Challenge 1
Answer these about the Terraform article:
(a) What question did Terrateam ask this quarter?
(b) Which two migrations does the article name as difficult?
(c) Which two tools does it name alongside Terraform?
Challenge 2
Continue the article on the future of Terraform from where it stops.

Document section
----

The Future of Terraform: ClickOps

Quarter questions

Every now and then it's important to step back from what we're doing and think about the future. At Terrateam, we like to ask a question each quarter to get our gears turning. This quarter we asked:

What will Infrastructure as Code (IaC) look like in five years?

Infrastructure is slow to change

Software infrastructure does not move quickly. While greenfield projects may be able to take advantage of the latest trends, once software is made and in production, the lower bits don't change that much.

It is difficult to migrate an existing project from DynamoDB to PostgreSQL or from JavaScript to Rust. The number of banks still running on mainframes with COBOL might make you shudder.

If the Oxide podcasts are any indication, things get more ossified further down the stack. In many cases, we prefer to add a layer to existing infrastructure to give us the new functionality we want rather than rewriting something from scratch.

More people creating and modifying infrastructure is good

More and more people are encoding their infrastructure in some way that can be tracked, audited, destroyed, and recreated. Terraform is the biggest contender along with Pulumi and the AWS CDK. These tools provide a way to provision and manage infrastructure. And while they are very powerful, they can be daunting to learn. There is a lot of desire to break the traditional silos of development and operations, empowering software engineers to manage their own infrastructure, but in many cases it's too much to ask them to become proficient in a whole new ecosystem.

----

Provided material

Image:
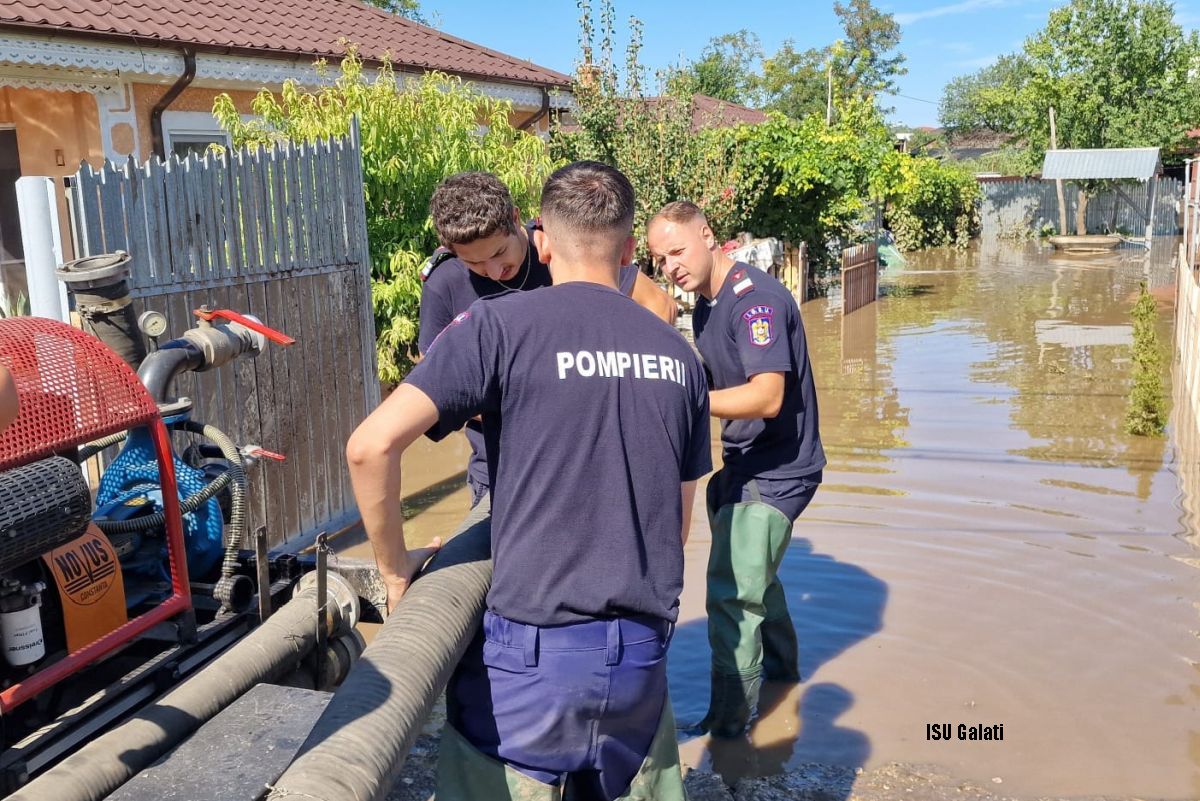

----

Expected output 1
(a) What will Infrastructure as Code (IaC) look like in five years?
(b) Migrating an existing project from DynamoDB to PostgreSQL, and from JavaScript to Rust.
(c) Pulumi and the AWS CDK.

Expected output 2
It's not uncommon for organizations to use templates in order to simplify the process. Existing TACOS tools support this and tools like Backstage are also being used for this. Want to create a database and some compute? Fill out a form and the code will be generated. The learning curve is minimal. The downside of templates is that they only work for creation. They are not much use for modifying existing code. As the project grows, development will slow down as the team will have to learn Terraform, AWS CDK, or Pulumi. ClickOps is the idea of providing GUIs for manipulating infrastructure where the output is code, such as Terraform HCL.

There are a lot of ways that ClickOps can be achieved, but we think the any ClickOps solution should use HCL as its source and destination language. ClickOps tools can integrate into the existing rich ecosystem of Terraform tooling and advanced users can read and write Terraform code by hand if they wish. With ClickOps, we can maximize the number of people who can comfortably manage infrastructure.

CDKTF, AWS CDK, and Pulumi are steps in the wrong direction

According to Hashicorp:

HCL is a toolkit for creating structured configuration languages that are both human- and machine-friendly, for use with command-line tools. Although intended to be generally useful, it is primarily targeted towards devops tools, servers, etc.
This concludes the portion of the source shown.